Mathematics

R. N. Abdulaev

On the Solvability Condition for the Homogeneous Riemann Problem on Closed Riemann Surfaces

(Presented by Academician I. N. Vekua on 23 V 1963)

1. Let on a closed Riemann surface \(R\) of genus \(\rho\) there be given a contour \(\Gamma\), consisting of a finite number of mutually nonintersecting smooth closed curves
\[ \Gamma=\bigcup_{j=1}^{m}\Gamma_j . \]

Consider the Riemann boundary-value problem
\[ \Phi^{+}(P)=G(P)\Phi^{-}(P) \tag{1} \]
under the assumption that \(G(P)\in H(\Gamma)\), \(G(P)\ne 0\).

The question of the solvability of problem (1) depending on the value of the index
\[ \varkappa=\frac{1}{2\pi i}\int_{\Gamma} d\ln G =\sum_{j=1}^{m}\frac{1}{2\pi i}\int_{\Gamma_j} d\ln G =\sum_{j=1}^{m}\varkappa_j \tag{2} \]
was studied in works \((^{4-6})\), where it was proved that for \(\varkappa\ge \rho\) the problem is always solvable (a regular solution is meant, not identically equal to zero), while for \(\varkappa<0\) there are no regular solutions except \(\Phi\equiv 0\).

In the present paper we give a necessary and sufficient condition for the solvability of problem (1) when \(0\le \varkappa<\rho\), in terms of Riemann \(\vartheta\)-functions, supplementing the results known for this case from work \((^{5})\).

2. Choose on each contour \(\Gamma_j\) one point \(P_j\) \((j=1,2,\ldots,m)\) as the initial point for traversing the contour, and an arbitrary branch \(\ln G\), single-valued on the contour \(\Gamma\) cut at the points \(P_j\) \((j=1,2,\ldots,m)\). Consider the function
\[ \Psi(z)=\exp\left\{\frac{1}{2\pi i}\int_{\Gamma}\ln G(t)\,A^{*}(t,z)\,dt\right\}, \tag{3} \]
where \(A^{*}(\zeta,z)\) is the multivalued Cauchy kernel with periods
\[ \int_{A_\nu} d_z A^{*}(\zeta,z)=0,\qquad \int_{B_\nu} d_z A^{*}(\zeta,z)=2\pi i\,\frac{dw_\nu}{d\zeta} \quad(\nu=1,2,\ldots,\rho), \tag{4} \]
and \(dw_1,\ldots,dw_\rho\) is a complex-normalized basis of Abelian differentials of the first kind \((^{7})\). From (4) and the known properties of an integral of Cauchy type \((^{1})\) it follows that \(\Psi(z)\) is a multiplicatively multivalued function with multipliers
\[ \mu(A_\nu)=1,\qquad \mu(B_\nu)=\exp\int_{\Gamma}\ln G\,dw_\nu \quad(\nu=1,\ldots,\rho), \tag{5} \]
has order \(\varkappa_j\) at the point \(P_j\) \((j=1,2,\ldots,m)\), and everywhere on \(\Gamma\) satisfies condition (1).

---

*Problem A:*
Identify every line in the listing that contains the string "metal", treating uppercase and lowercase as distinct.

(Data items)

---

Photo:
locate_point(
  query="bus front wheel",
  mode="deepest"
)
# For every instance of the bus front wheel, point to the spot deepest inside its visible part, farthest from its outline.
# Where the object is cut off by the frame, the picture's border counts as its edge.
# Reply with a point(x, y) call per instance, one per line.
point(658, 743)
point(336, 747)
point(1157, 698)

---

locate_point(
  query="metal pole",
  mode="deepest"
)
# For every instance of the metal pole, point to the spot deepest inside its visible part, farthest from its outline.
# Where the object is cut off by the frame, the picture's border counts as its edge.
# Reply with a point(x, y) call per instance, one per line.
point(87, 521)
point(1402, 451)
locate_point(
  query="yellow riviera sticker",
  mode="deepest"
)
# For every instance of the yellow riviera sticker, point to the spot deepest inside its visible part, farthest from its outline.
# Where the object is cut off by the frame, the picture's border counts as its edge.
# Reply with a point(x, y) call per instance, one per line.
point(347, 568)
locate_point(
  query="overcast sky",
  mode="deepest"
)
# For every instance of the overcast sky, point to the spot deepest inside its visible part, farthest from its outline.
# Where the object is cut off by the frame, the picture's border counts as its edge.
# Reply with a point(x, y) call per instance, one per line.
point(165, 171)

---

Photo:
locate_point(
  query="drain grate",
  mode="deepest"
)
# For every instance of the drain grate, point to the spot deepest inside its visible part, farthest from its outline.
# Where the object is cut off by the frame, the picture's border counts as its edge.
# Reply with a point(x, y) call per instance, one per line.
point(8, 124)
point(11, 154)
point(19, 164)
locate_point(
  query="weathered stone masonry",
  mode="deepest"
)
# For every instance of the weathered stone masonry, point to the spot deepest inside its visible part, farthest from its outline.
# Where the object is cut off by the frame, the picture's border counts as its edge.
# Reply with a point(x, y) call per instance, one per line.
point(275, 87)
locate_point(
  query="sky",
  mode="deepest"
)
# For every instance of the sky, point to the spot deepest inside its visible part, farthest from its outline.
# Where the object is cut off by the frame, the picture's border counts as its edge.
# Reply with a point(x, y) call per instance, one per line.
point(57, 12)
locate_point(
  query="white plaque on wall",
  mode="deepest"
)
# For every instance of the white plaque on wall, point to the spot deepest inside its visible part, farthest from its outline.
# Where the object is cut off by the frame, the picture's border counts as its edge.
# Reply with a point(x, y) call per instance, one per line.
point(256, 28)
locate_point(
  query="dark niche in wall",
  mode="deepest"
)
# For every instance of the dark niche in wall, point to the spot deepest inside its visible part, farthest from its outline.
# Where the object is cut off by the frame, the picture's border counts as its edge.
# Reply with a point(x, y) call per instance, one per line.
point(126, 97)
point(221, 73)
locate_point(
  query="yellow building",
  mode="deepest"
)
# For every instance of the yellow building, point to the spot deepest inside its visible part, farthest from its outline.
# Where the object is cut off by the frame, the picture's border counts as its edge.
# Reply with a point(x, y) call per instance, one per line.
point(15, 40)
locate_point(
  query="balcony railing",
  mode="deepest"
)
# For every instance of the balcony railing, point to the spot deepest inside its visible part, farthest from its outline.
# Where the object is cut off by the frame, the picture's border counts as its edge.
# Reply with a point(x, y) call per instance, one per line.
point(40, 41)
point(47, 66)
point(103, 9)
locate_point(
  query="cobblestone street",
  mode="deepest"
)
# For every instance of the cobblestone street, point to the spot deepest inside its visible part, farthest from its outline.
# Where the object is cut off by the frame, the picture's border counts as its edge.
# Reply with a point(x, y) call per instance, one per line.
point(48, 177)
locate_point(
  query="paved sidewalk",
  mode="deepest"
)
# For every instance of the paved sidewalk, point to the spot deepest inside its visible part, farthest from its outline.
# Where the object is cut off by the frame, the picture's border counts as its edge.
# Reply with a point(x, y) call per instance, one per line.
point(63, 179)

---

*Problem B:*
According to the paper on the homogeneous Riemann problem, for which values of the index is the problem always solvable?

*Finished answer A:*
  query="metal pole",
# For every instance of the metal pole, point to the spot deepest inside its visible part, farthest from its outline.

*Finished answer B:*
It is always solvable when the index ϰ is at least the genus ρ, that is, for ϰ ≥ ρ.